* BEGIN INPUT MATERIAL *

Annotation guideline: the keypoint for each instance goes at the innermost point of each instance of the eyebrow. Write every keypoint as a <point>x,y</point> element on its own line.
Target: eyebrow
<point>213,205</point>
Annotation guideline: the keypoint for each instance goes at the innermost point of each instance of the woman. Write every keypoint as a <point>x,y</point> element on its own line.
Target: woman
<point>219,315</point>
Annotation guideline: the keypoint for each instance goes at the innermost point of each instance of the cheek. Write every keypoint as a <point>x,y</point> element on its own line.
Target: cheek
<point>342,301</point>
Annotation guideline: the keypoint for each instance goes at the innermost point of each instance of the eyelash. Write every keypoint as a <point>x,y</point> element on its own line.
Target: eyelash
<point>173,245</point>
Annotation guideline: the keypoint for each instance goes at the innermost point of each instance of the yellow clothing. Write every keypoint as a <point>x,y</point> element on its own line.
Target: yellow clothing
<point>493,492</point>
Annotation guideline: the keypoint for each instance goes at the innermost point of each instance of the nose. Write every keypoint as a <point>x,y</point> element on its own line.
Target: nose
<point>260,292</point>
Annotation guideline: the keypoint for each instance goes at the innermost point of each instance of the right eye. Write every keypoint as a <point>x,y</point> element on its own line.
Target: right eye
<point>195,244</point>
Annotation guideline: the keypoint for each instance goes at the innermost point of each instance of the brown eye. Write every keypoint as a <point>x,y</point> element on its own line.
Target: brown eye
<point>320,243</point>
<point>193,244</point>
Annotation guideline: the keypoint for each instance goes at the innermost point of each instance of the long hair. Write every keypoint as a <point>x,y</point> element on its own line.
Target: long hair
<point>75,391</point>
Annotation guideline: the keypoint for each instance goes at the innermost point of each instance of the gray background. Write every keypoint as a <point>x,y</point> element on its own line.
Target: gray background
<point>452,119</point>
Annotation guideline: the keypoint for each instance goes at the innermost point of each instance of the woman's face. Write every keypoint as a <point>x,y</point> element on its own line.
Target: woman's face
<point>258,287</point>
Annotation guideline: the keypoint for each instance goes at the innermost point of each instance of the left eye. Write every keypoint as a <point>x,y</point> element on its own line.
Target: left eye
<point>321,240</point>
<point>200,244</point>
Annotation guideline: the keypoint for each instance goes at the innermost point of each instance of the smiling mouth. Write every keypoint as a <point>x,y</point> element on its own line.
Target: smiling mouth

* END INPUT MATERIAL *

▶ _TASK OBJECTIVE_: Quote every line of the records above, reproducing each character without alteration.

▶ _FINISHED TASK_:
Annotation guideline: the keypoint for each instance goes at the innermost point of each instance of the eyebrow. Write every keypoint as a <point>x,y</point> element on its own line.
Target: eyebrow
<point>213,205</point>
Annotation guideline: the keypoint for each instance goes at the innermost point of each instance of the woman. Write every keypoint as a <point>x,y</point> element on its own line.
Target: woman
<point>219,315</point>
Annotation guideline: the keypoint for each instance goes at the innermost point of each instance of the cheek. Write every keypoint as a <point>x,y</point> element on its own line.
Target: cheek
<point>342,301</point>
Annotation guideline: the keypoint for each instance goes at the innermost point of each instance of the eyelash. Write every keypoint as a <point>x,y</point> element on its own line.
Target: eyelash
<point>173,245</point>
Annotation guideline: the keypoint for each instance goes at the innermost point of each instance of the yellow clothing. Write every keypoint as a <point>x,y</point> element on its own line.
Target: yellow clothing
<point>493,492</point>
Annotation guideline: the keypoint for each instance goes at the innermost point of each instance of the nose. Write every keypoint as a <point>x,y</point> element on its own line.
Target: nose
<point>260,292</point>
Annotation guideline: the keypoint for each instance goes at the innermost point of each instance of the right eye. Write every keypoint as a <point>x,y</point> element on its own line.
Target: right eye
<point>195,244</point>
Annotation guideline: the keypoint for each instance goes at the innermost point of each instance of the brown eye. Write every keypoint as a <point>x,y</point> element on its own line.
Target: brown eye
<point>320,243</point>
<point>193,244</point>
Annotation guideline: the keypoint for each instance goes at the innermost point of each instance of the long hair. Write every keypoint as a <point>x,y</point> element on its own line.
Target: long hair
<point>75,391</point>
Annotation guideline: the keypoint for each instance goes at the innermost point of each instance of the gray background. Write every keypoint as a <point>x,y</point> element on its own line.
Target: gray background
<point>452,119</point>
Annotation guideline: the keypoint for each instance goes at the innermost point of each instance of the woman's face. Write every keypoint as a <point>x,y</point> element on its own line.
Target: woman's face
<point>258,287</point>
Annotation guideline: the keypoint for each instance goes at the innermost point of each instance of the left eye. Write every keypoint as a <point>x,y</point> element on its own line.
Target: left eye
<point>321,240</point>
<point>200,244</point>
Annotation guideline: the keypoint for each instance goes at the innermost point of each instance of the smiling mouth. Write every keypoint as a <point>x,y</point> element on its own line.
Target: smiling mouth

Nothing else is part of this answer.